▶ EXERCISE REQUIREMENTS
Please repeat exactly the lines below from the one containing "For each <instance> block, turn" down to the one containing "positive clicks: (203, 152)", both included, and nothing else.

══ DATA ══

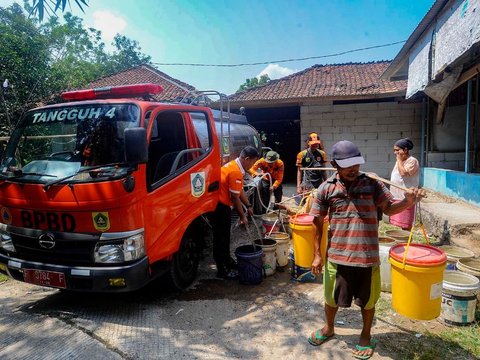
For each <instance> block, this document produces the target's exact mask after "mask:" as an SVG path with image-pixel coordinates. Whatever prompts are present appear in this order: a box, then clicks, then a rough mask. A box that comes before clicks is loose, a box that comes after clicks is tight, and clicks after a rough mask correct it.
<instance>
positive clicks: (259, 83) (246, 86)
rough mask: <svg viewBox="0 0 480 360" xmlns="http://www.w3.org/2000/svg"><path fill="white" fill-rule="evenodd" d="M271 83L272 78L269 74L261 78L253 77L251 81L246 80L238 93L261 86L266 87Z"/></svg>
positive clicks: (261, 77)
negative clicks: (267, 83) (270, 79)
mask: <svg viewBox="0 0 480 360" xmlns="http://www.w3.org/2000/svg"><path fill="white" fill-rule="evenodd" d="M269 81H270V78H269V77H268V75H267V74H264V75H262V76H260V78H257V77H253V78H251V79H246V80H245V82H244V83H243V84H242V85H240V87H239V88H238V90H237V92H239V91H244V90H247V89H251V88H254V87H257V86H260V85H265V84H266V83H268V82H269Z"/></svg>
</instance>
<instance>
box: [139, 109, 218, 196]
mask: <svg viewBox="0 0 480 360" xmlns="http://www.w3.org/2000/svg"><path fill="white" fill-rule="evenodd" d="M150 121H154V122H153V124H152V130H151V139H150V144H149V150H148V152H149V154H148V159H149V161H148V167H147V176H148V182H149V184H150V185H151V186H154V187H156V186H157V185H161V184H162V183H164V182H165V181H166V180H167V179H169V178H171V177H174V176H175V175H176V174H179V173H182V172H183V171H185V170H186V169H188V168H189V167H190V166H192V165H193V164H195V163H197V162H198V161H199V159H201V158H202V157H203V156H204V155H205V154H206V153H207V152H208V151H209V150H210V147H211V143H212V134H211V129H210V126H209V123H208V116H207V115H206V114H205V113H203V112H182V111H173V110H166V111H163V112H160V113H159V114H157V116H156V118H155V119H150Z"/></svg>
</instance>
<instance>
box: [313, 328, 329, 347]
mask: <svg viewBox="0 0 480 360" xmlns="http://www.w3.org/2000/svg"><path fill="white" fill-rule="evenodd" d="M312 335H314V336H312ZM333 335H335V334H332V335H322V332H321V330H320V329H318V330H317V331H315V333H313V332H312V334H311V335H310V336H309V337H308V342H309V343H310V345H313V346H320V345H322V344H323V343H324V342H325V341H327V340H328V339H331V338H332V337H333Z"/></svg>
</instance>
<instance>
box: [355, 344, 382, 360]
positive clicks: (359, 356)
mask: <svg viewBox="0 0 480 360" xmlns="http://www.w3.org/2000/svg"><path fill="white" fill-rule="evenodd" d="M376 346H377V341H376V340H371V341H370V345H365V346H361V345H355V350H354V351H359V352H362V351H369V353H368V354H363V355H360V354H355V353H353V357H355V358H357V359H361V360H367V359H370V358H371V357H372V356H373V353H374V352H375V347H376Z"/></svg>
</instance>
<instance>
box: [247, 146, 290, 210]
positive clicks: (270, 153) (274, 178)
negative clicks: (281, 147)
mask: <svg viewBox="0 0 480 360" xmlns="http://www.w3.org/2000/svg"><path fill="white" fill-rule="evenodd" d="M284 170H285V169H284V165H283V161H282V160H280V156H279V155H278V153H277V152H275V151H269V152H267V154H266V155H265V157H263V158H260V159H258V160H257V162H255V164H254V165H253V166H252V167H251V168H250V169H249V170H248V172H249V173H250V175H252V176H256V175H260V176H262V175H263V177H262V181H261V182H260V184H261V185H260V195H261V200H262V203H263V205H264V206H265V207H264V208H263V207H262V210H263V211H262V213H263V212H265V210H266V208H267V207H268V205H269V204H270V196H271V193H272V191H273V195H274V196H275V203H279V202H281V201H282V196H283V188H282V181H283V173H284ZM267 174H269V175H267ZM274 208H275V207H274Z"/></svg>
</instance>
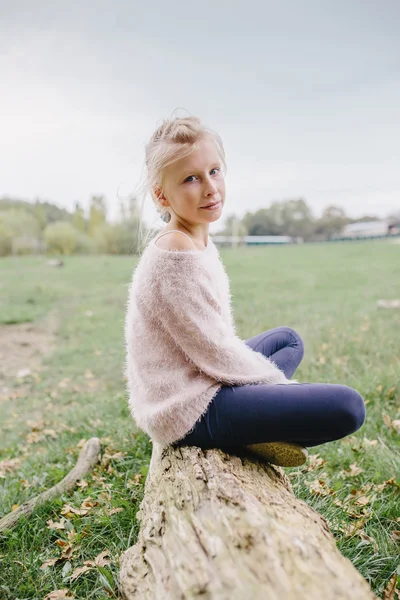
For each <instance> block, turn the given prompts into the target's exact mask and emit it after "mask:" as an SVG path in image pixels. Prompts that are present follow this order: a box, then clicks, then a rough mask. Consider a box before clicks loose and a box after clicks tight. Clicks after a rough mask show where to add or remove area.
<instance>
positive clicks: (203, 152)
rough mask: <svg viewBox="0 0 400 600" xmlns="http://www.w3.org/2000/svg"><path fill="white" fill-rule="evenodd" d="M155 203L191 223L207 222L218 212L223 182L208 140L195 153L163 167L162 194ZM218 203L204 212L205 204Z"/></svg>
mask: <svg viewBox="0 0 400 600" xmlns="http://www.w3.org/2000/svg"><path fill="white" fill-rule="evenodd" d="M158 197H159V200H160V202H161V203H162V204H163V205H164V206H168V207H170V212H171V209H172V214H171V216H173V213H175V214H176V215H177V217H181V218H182V219H185V220H186V221H187V222H191V223H201V222H202V223H211V222H213V221H216V220H217V219H218V218H219V217H220V216H221V213H222V207H223V205H224V203H225V180H224V176H223V173H222V162H221V160H220V158H219V156H218V152H217V149H216V147H215V145H214V143H213V142H212V140H210V139H203V140H202V141H201V142H200V143H199V147H198V148H197V150H194V151H193V152H192V153H191V154H190V155H189V156H186V157H185V158H182V159H180V160H178V161H176V162H175V163H174V164H173V165H170V166H169V167H166V169H165V173H164V186H163V192H159V196H158ZM214 203H218V204H217V206H216V208H214V209H211V210H207V209H206V208H204V207H205V206H206V205H208V204H214Z"/></svg>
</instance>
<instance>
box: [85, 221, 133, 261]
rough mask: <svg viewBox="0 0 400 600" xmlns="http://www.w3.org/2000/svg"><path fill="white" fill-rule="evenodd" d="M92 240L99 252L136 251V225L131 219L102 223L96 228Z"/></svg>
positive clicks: (109, 252)
mask: <svg viewBox="0 0 400 600" xmlns="http://www.w3.org/2000/svg"><path fill="white" fill-rule="evenodd" d="M93 241H94V243H95V246H96V250H97V252H99V253H100V254H135V253H137V251H138V237H137V227H135V226H134V224H133V221H129V222H125V223H114V224H110V223H104V224H103V225H101V226H99V227H98V228H97V229H96V232H95V234H94V236H93Z"/></svg>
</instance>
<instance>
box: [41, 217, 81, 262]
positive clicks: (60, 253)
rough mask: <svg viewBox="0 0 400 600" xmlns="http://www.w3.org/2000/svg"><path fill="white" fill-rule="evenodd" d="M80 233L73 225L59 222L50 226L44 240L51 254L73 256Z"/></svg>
mask: <svg viewBox="0 0 400 600" xmlns="http://www.w3.org/2000/svg"><path fill="white" fill-rule="evenodd" d="M79 235H80V232H79V231H78V230H77V229H75V227H74V226H73V225H72V224H71V223H67V222H66V221H57V222H56V223H51V224H50V225H48V226H47V227H46V229H45V231H44V239H45V241H46V245H47V252H48V253H49V254H63V255H70V254H73V253H74V251H75V249H76V247H77V245H78V239H79Z"/></svg>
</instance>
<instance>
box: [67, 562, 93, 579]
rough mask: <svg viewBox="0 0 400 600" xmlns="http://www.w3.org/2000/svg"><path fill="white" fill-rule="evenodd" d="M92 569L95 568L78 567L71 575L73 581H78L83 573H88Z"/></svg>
mask: <svg viewBox="0 0 400 600" xmlns="http://www.w3.org/2000/svg"><path fill="white" fill-rule="evenodd" d="M91 569H93V567H89V566H87V565H85V566H84V567H78V568H77V569H75V571H74V572H73V573H72V575H71V581H75V579H77V578H78V577H79V575H82V573H86V571H90V570H91Z"/></svg>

═══

▶ REPLY TO THE TASK
For each <instance> block, turn the given prompts into the target's exact mask and emit it after "mask:" as an SVG path in image pixels. Prompts that are present follow this order: a box, then clicks, then a rough mask. Consider a box before clicks loose and a box after clicks tight. Clicks after a rough mask show where to add or remove area.
<instance>
positive clicks: (203, 152)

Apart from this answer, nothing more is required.